*Selected extract*
- - - - - - -

# Raging Rudolph 12/16 and 12/18



## PeternJim

If I read it right, the Mad TV episode with the much-raved about claymation spoof of the Rudolph the Red-Nosed Reindeer show is going to be playing on Comedy Central on 12/16 at 6PM EST and again on 12/18 at 9AM EST.

Never having seen it, I am really looking forward to it!

Peter


----------



## timr_42

:up:


----------



## windracer

Never even heard of this before, but sounds good, so thanks for the heads-up.

I liked the Rudolph-like animation at the beginning of Denis Leary's "Merry F%&^$ Christmas" special.


----------



## elshagon

I have this on VHS somewhere...will definitely tivo it. It's pretty funny, kind of Sopranos meets Santa.


----------



## Idearat

Great! I need a better copy than the tiny ones I found on the net.


----------



## PJO1966

Unfortunately, it wasn't Raging Rudolph... it was a Rudolph take on Apocalypse Now. I had never seen it, but I didn't like it nearly as much as Raging Rudolph.


----------



## appleye1

PJO1966 said:


> Unfortunately, it wasn't Raging Rudolph... it was a Rudolph take on Apocalypse Now. I had never seen it, but I didn't like it nearly as much as Raging Rudolph.


I think I liked it better! The ho-ho-ho-horror!


----------



## PeternJim

Never having seen Raging Rudolph, I can't compare. Phooey. I still want to see it! Oh, well, I will keep looking. That's what the Wishlist is for!

Peter


----------



## appleye1

I have a wishlist for Mad TV that has been picking up a lot of Christmas episodes the past few days. I just watched one that had Rudolph as the "Reinfather". Anybody see that one?

It was hilarious. He was "Don Rudolph". An elf wanted to start his own toy company but the head elf wouldn't let him, so he went to Rudolph for help. Rudolph sent Yukon Cornelius to the head elf's house to "make him an offer he couldn't refuse". Of course the head elf ended up with a polar bear head in his bed the next morning, and then in revenge Yukon got sprayed with machine gun fire.

After that Don Rudolph called a meeting of all the other Dons (Don Comet, Don Cupid, Don Donner, etc. ) to make "peace". And then while Don Rudolph was attending a baptism, all the other Dons began getting offed one by one. One got his head chewed off by the Bumble.

It was great! My wife didn't think it was too funny though. She doesn't like anyone messing with "the classics"!


----------



## corkyq

Wow, it's so great that you all love my work so much! Your appreciation is most appreciated!

I created Raging Rudolph (written by Spencer Green and Mary Williams Vilano) for MAD TV ten years ago, so it's amazing that it is still being watched, sought out, talked about.

Sorry to Mark's wife for messing around with a "classic" (actually two classics if you count _Rudolph_ ! But thanks for appreciating _A Pack of Gifts Now_ - my personal favorite of the trilogy.

Thanks also to Windracer for acknowledging my work on Denis Leary's _Merry F#$*ing Christmas_ as well!

By the way, I still have a few Yuletide Dementia Promotional DVDs left. They contain all the Christmas or Winter themed stuff I did for MAD TV and others, including the (uncensored) Denis Leary Music Video - a few of them *un-cut* - in the form they were in before Fox's standards and practices (censors) got to them...

- - - - - - -

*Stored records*
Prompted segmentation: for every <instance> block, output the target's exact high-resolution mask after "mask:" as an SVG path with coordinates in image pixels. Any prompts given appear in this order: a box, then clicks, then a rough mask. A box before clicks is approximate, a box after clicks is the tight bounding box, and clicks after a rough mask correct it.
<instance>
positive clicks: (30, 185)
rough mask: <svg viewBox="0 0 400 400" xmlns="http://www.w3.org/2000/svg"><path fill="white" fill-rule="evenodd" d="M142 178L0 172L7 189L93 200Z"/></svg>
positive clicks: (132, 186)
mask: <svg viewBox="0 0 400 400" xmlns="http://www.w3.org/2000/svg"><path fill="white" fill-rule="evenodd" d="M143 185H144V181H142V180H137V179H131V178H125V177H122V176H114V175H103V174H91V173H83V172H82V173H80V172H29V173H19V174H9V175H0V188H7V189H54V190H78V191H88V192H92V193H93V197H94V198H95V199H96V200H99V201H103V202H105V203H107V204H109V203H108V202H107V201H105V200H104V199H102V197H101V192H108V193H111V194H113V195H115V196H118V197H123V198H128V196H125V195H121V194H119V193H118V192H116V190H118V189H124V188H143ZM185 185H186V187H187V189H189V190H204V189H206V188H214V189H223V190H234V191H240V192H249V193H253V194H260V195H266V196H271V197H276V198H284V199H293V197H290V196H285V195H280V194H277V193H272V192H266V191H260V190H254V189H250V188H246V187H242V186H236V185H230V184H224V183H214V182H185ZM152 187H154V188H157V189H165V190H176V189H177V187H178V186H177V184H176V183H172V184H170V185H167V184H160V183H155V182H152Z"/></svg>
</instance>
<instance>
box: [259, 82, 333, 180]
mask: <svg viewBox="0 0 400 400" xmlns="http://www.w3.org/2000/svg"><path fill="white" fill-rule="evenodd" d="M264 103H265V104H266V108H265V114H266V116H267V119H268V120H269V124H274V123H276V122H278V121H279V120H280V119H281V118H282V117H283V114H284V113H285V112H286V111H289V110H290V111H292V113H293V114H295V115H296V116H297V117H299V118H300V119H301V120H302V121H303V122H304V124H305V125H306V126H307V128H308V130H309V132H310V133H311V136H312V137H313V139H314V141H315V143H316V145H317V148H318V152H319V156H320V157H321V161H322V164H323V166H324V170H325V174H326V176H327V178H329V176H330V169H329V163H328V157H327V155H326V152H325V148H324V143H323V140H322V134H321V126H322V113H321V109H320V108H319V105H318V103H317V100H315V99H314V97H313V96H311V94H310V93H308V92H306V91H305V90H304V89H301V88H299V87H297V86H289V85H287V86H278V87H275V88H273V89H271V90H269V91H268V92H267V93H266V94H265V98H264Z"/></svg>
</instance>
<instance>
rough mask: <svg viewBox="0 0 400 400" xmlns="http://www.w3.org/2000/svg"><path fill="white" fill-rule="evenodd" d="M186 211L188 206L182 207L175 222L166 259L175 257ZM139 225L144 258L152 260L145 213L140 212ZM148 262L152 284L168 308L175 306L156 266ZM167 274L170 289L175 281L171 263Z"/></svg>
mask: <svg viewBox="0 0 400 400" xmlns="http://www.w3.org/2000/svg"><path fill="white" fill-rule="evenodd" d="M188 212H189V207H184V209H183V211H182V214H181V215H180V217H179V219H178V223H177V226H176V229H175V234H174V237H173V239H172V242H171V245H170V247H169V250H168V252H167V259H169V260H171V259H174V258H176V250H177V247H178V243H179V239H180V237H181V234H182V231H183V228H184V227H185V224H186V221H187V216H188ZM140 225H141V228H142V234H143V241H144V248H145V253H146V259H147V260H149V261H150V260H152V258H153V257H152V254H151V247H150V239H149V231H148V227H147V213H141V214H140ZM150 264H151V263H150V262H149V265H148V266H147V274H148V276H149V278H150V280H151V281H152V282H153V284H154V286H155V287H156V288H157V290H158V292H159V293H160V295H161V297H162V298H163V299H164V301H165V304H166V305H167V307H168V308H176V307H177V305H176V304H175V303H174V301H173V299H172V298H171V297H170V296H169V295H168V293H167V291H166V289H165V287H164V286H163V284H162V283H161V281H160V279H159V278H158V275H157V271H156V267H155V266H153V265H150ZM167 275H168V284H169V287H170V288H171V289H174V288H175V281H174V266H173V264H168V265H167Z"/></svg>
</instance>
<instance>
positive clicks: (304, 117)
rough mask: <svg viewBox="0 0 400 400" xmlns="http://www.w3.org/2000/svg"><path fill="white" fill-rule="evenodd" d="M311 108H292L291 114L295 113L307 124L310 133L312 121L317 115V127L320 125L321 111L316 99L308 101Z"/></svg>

- - - - - - -

*Task brief*
Reproduce the Raging Rudolph thread word for word, from "I have this" down to "on the net.".

*Answer section*
I have this on VHS somewhere...will definitely tivo it. It's pretty funny, kind of Sopranos meets Santa.


----------



## Idearat

Great! I need a better copy than the tiny ones I found on the net.